Photo-based referring expression data:
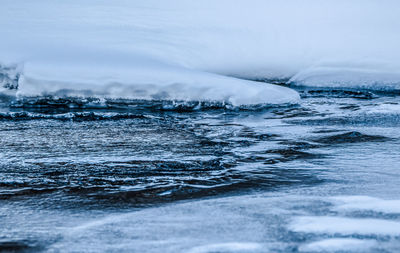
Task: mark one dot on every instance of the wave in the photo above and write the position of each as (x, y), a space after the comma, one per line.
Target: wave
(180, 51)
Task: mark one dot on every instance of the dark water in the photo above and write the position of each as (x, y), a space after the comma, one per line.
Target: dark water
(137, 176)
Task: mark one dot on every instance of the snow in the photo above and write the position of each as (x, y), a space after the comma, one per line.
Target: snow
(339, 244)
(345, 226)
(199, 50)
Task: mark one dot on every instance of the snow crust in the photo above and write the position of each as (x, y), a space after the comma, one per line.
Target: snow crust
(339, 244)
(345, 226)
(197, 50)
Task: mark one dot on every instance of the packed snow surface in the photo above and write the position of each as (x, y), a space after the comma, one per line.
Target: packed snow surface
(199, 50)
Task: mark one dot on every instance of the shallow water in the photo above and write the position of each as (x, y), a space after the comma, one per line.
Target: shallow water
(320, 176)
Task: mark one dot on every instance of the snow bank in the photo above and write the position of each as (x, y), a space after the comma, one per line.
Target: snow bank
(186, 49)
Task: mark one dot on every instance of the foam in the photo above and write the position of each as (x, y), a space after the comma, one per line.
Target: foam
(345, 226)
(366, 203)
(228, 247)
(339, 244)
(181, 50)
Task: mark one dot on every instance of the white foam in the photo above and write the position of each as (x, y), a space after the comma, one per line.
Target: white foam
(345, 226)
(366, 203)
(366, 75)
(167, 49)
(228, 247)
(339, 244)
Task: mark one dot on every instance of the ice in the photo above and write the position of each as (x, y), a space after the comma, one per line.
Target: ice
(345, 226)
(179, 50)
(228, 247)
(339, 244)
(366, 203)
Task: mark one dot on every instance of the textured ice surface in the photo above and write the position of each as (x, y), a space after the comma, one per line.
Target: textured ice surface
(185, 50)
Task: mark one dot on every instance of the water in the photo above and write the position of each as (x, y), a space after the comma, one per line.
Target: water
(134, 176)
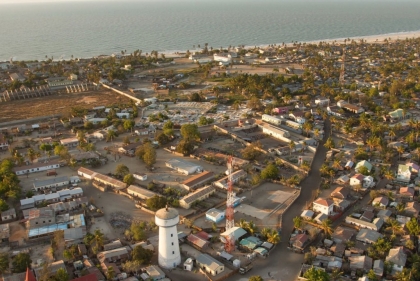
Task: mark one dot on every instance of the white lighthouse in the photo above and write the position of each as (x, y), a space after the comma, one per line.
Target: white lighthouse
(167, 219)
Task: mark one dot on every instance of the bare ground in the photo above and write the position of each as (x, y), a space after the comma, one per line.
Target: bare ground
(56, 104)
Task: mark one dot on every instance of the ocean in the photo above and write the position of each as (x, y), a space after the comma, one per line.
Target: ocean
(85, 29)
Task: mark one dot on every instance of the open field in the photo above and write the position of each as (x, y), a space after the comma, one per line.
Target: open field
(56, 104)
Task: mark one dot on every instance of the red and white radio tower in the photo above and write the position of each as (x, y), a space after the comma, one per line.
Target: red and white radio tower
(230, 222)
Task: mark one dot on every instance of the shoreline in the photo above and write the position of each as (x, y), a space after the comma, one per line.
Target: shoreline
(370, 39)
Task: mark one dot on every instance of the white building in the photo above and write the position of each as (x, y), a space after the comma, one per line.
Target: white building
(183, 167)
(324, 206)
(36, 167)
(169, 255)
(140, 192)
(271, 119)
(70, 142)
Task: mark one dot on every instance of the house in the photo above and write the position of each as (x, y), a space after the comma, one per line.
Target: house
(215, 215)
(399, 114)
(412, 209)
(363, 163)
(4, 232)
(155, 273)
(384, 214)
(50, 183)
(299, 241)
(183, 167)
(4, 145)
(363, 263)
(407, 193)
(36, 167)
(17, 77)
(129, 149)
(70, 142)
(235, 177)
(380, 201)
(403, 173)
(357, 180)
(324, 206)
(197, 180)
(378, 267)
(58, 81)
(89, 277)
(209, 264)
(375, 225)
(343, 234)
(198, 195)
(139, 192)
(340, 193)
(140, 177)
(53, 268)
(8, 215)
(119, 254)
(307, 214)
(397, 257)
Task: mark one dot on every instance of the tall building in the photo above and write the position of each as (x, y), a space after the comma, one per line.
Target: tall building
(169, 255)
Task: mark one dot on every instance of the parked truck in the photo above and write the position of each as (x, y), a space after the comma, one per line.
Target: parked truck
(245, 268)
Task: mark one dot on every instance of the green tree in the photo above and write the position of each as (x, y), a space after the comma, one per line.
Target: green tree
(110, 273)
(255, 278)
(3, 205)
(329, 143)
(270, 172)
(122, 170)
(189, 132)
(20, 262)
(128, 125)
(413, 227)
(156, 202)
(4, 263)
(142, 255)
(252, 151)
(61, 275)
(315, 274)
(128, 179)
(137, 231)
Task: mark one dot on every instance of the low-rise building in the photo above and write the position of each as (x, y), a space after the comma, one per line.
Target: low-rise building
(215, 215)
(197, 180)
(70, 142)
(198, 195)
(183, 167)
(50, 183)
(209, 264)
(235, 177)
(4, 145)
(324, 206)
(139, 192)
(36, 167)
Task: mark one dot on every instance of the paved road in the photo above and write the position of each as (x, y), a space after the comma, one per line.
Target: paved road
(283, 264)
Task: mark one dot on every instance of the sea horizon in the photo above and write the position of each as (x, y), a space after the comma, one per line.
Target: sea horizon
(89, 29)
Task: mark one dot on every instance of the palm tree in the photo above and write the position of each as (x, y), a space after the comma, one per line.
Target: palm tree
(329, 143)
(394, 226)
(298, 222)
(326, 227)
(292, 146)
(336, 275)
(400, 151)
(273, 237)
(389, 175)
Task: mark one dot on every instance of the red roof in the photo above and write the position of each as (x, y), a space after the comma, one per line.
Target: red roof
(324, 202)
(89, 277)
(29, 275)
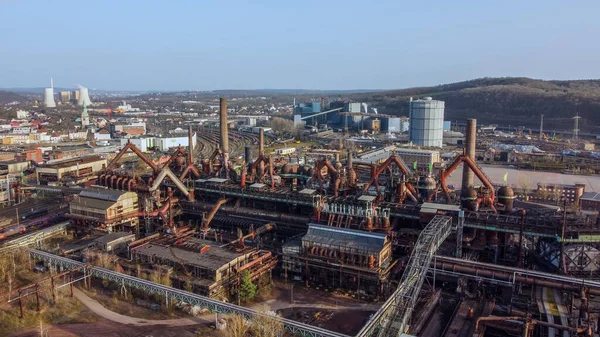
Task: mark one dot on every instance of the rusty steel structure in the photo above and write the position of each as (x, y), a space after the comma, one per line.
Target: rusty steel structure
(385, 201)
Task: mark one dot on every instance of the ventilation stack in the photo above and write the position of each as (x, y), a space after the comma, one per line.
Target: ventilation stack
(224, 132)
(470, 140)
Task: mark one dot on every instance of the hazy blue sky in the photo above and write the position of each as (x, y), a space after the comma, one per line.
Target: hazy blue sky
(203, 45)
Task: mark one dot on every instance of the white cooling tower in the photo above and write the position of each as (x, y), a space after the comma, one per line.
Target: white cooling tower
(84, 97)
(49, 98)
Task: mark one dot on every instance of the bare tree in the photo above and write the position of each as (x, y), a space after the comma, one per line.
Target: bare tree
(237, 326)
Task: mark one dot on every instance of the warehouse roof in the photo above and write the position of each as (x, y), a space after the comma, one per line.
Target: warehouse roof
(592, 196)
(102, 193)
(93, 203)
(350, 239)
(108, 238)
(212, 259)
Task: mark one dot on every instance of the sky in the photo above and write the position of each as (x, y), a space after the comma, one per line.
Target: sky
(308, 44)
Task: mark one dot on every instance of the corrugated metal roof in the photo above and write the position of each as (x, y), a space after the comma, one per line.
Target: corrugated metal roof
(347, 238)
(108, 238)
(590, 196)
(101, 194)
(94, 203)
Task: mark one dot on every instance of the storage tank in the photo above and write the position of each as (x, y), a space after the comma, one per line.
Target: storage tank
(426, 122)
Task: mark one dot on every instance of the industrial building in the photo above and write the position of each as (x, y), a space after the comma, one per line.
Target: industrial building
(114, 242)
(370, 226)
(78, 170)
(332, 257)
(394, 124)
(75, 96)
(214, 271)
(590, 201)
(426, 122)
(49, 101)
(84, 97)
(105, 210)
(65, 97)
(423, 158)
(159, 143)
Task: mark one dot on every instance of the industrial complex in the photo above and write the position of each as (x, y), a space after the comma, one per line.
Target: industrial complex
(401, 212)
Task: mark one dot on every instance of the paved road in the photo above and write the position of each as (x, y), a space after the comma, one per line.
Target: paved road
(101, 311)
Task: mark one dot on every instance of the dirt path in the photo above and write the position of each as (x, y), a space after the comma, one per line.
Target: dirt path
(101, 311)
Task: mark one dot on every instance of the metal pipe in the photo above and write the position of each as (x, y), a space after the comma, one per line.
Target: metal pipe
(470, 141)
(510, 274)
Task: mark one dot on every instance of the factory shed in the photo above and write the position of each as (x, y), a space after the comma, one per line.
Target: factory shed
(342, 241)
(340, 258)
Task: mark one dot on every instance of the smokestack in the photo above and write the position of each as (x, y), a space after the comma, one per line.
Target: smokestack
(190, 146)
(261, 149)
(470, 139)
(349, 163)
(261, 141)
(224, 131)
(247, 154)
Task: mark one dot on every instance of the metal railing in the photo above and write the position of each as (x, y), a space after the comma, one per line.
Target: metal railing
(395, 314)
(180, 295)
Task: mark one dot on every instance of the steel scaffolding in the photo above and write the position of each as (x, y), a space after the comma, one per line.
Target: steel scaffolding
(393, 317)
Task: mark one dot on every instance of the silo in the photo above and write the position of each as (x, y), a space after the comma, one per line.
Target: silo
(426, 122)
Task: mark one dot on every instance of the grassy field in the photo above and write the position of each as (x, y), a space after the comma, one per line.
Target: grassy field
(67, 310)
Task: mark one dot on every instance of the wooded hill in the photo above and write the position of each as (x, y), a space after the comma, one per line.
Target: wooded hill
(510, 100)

### [Exercise prompt]
Output only the lines above from the line that holds "Task: mark one dot on every instance of the sea" through the line that holds "Task: mark one dot on every instance of the warehouse", both ends included, and exclude pictures.

### [Solution to this problem]
Task: mark one dot on every instance of the sea horizon in the photo above and write the position of each as (x, y), a space after the comma, one per line.
Target: sea horizon
(89, 29)
Task: mark one dot on every instance of the palm tree in the photo above and write the position of each as (x, y), a space after the comma, one per line.
Target: palm tree
(329, 143)
(394, 226)
(298, 222)
(326, 227)
(292, 146)
(336, 275)
(400, 151)
(273, 237)
(389, 175)
Task: mark one dot on every instance of the red roof in the photo above and write the position of each as (x, y), a space after the comma, one per line.
Target: red roof
(324, 202)
(89, 277)
(29, 275)
Task: mark one dot on every instance of the rusty steel structure in the photo above and write the position of each as (x, y), a space after the comma, one per line.
Target: rusty steel structure
(385, 201)
Task: mark one dot on every instance of the ventilation stack in the photo above and write the position of each as (x, y), a space after the comma, one per line.
Target: ventilation stack
(224, 132)
(470, 140)
Task: mark one dot on every instance of the hazy blue sky in the photo above and write the position of each as (x, y), a space after the comma, one per line.
Target: hazy blue sky
(203, 45)
Task: mark one dot on every instance of the white cooling tower in the photo above and write the position of each as (x, y), a space after the comma, one per line.
Target: white cooling tower
(84, 97)
(49, 98)
Task: mark one dot on every instance of the bare tree in the photo above and write the position of each as (x, y), a space after the comma, one per line.
Target: bare tree
(237, 326)
Task: mark one dot on every instance of the warehouse roof in the photo above and write the position of each as (x, y), a space after the comma, one per line.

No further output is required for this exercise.